***** SOURCE

The "Wear It" Narrative

There is a real danger, that the Conservatives successfully use this economic crisis to cover their own fiscal mismanagement. Two themes provide cover for the government, and it is the job of the Liberals to make sure the Conservatives "wear" the deficit.

The idea of a imported recession, not of Canada's doing, is the primary way the government can deflect responsibility. Couple the economic origins with the argument of relative fiscal strength, any deficit we incur, much less than other jurisdictions, and it softens the impact of running in the red. We've already heard many government Minister's reference the American deficit, to show things could be much worse. It's a fairly persuasive argument, because economists and pundits will support the notion of relative fiscal health. Canadians see deficits everywhere, the global reality more cause than our government's actions, we're still relatively well off.

The other theme, potentially problematic for the Liberals, the Conservatives can argue that we too support a massive stimulus, which makes a large deficit inevitable. How can you blame the government, when your own party supports a massive injection into the economy? You argued for a stimulus, now you blame us for a deficit, which your policies demanded? That domestic fact, in concert with all other countries providing stimulus, allows the government to argue deficits are just the reality of the situation, not a reflection of competence or management.

**********

SHORT PROBLEM 1: Return the lines of the records exactly, starting with the line that contains "Target: druzy crystal coating" and going on through the line that contains "(1212, 732)", with both of those lines included. Leave the pictures out of your answer.
The passage on the deficit and the records come from unrelated sources.

***** INFORMATION SUPPLIED

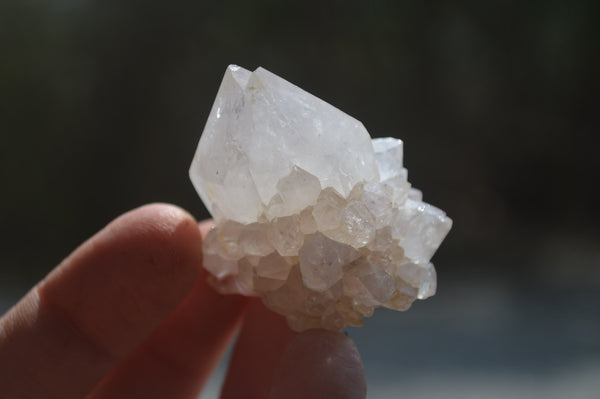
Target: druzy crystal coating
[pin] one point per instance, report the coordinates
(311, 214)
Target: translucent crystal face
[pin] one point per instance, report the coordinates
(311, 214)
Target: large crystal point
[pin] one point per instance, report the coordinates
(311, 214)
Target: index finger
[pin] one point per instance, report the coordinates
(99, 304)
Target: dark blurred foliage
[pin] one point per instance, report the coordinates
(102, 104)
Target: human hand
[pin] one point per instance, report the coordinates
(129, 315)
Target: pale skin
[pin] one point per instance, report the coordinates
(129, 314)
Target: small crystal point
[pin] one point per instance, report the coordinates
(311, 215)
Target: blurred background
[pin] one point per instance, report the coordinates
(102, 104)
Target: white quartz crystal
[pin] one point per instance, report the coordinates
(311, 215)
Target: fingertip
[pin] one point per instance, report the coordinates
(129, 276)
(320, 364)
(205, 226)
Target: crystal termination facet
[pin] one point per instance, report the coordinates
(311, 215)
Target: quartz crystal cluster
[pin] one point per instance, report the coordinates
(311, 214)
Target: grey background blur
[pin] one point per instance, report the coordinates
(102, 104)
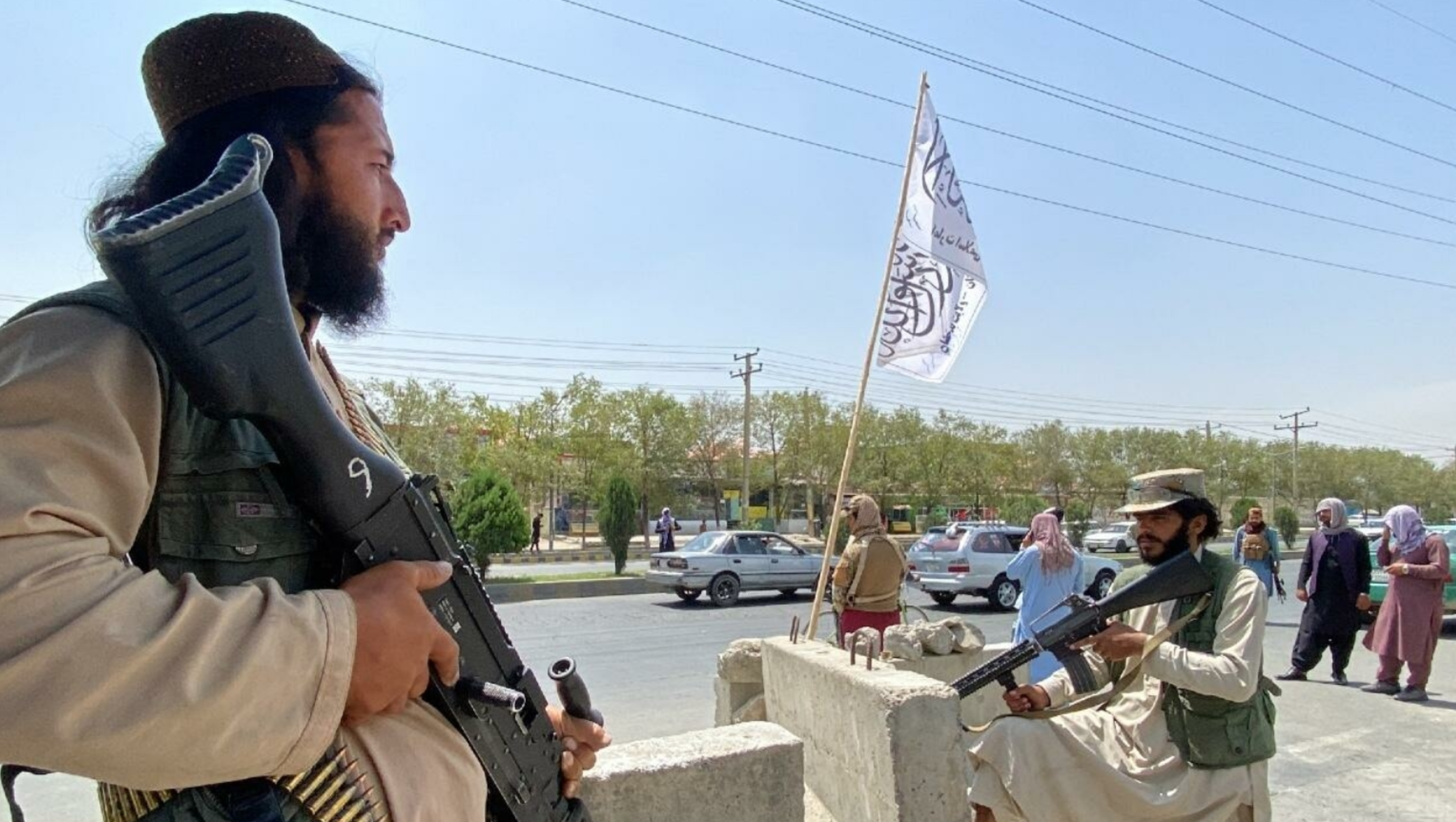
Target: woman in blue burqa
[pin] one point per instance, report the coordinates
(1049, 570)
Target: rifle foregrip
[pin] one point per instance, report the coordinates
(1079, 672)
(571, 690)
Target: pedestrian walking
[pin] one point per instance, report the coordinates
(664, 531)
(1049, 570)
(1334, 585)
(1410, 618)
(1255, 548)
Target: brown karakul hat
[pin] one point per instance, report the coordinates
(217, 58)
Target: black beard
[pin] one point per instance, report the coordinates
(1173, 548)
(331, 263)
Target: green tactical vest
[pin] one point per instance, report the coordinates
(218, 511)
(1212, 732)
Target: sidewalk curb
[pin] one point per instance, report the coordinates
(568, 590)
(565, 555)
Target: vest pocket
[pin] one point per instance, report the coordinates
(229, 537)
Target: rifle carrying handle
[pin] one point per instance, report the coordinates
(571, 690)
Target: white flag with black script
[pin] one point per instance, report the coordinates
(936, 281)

**********
***** INFORMATION SUPPLIED

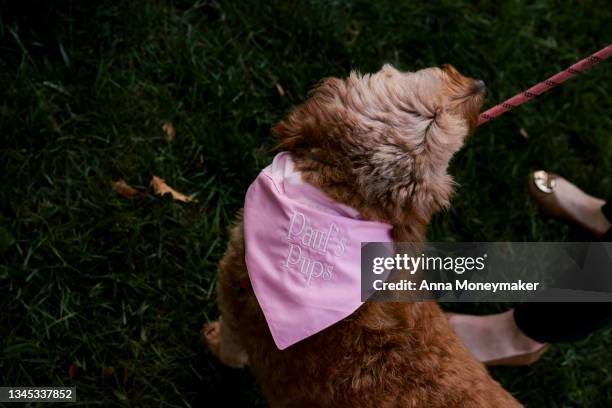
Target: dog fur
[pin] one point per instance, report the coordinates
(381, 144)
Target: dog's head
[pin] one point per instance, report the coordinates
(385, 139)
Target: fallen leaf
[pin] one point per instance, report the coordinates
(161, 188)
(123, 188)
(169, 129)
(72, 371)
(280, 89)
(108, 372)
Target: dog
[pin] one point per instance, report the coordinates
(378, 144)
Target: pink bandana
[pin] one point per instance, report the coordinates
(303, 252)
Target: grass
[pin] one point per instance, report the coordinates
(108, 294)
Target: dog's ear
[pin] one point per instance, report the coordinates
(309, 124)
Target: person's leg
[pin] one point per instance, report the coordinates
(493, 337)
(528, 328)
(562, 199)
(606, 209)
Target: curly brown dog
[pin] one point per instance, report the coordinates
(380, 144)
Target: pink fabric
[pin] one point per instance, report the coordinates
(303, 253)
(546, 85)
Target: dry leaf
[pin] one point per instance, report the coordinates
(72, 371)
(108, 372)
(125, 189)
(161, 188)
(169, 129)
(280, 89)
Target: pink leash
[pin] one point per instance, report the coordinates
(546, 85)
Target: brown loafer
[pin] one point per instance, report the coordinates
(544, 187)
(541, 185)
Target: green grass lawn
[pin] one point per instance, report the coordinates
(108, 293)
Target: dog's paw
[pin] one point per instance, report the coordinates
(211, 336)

**********

SHORT PROBLEM 2:
Answer these questions from the passage on the deficit, marking each answer with its letter.
(a) What idea is named as the primary way the government can deflect responsibility?
(b) Whose deficit have government Ministers referenced to show things could be much worse?
(c) What do the Liberals also support, according to the other theme?

EXERCISE RESPONSE 1:
Target: druzy crystal coating
[pin] one point per instance, report the coordinates
(311, 214)
Target: translucent crystal face
[pin] one point per instance, report the coordinates
(311, 214)
Target: large crystal point
[pin] one point per instance, report the coordinates
(311, 214)
Target: index finger
[pin] one point per instance, report the coordinates
(99, 304)
Target: dark blurred foliage
[pin] one point per instance, report the coordinates
(102, 104)
Target: human hand
[pin] one point per instance, report the coordinates
(129, 315)
Target: pale skin
[pin] one point per instance, report the coordinates
(129, 314)
Target: small crystal point
[pin] one point per instance, report the coordinates
(311, 215)
Target: blurred background
[pin] one point per instance, report the coordinates
(102, 104)
Target: white quartz crystal
[pin] one point per instance, report the coordinates
(311, 215)
Target: fingertip
[pin] one point per instance, report the coordinates
(129, 276)
(320, 364)
(205, 226)
Target: crystal termination facet
[pin] one point per instance, report the coordinates
(311, 215)
Target: quartz crystal cluster
[pin] one point per instance, report the coordinates
(311, 214)
Target: grey background blur
[pin] one point per instance, report the coordinates
(102, 104)
Target: woman in blue burqa
[pin] one point per instance, report the coordinates
(1049, 570)
Target: rifle foregrip
[pin] one point per instance, report the coordinates
(1079, 672)
(571, 690)
Target: pedestrian walking
[pin] one point per instance, report the coordinates
(664, 531)
(1049, 570)
(1334, 585)
(1410, 618)
(1255, 548)
Target: brown karakul hat
[pin] one point per instance, report the coordinates
(217, 58)
Target: black beard
[pin] one point per instance, report the coordinates
(1173, 548)
(331, 263)
Target: green tactical vest
[pin] one point per instance, report the coordinates
(218, 511)
(1212, 732)

EXERCISE RESPONSE 2:
(a) The idea of an imported recession, not of Canada's doing
(b) The American deficit
(c) A massive stimulus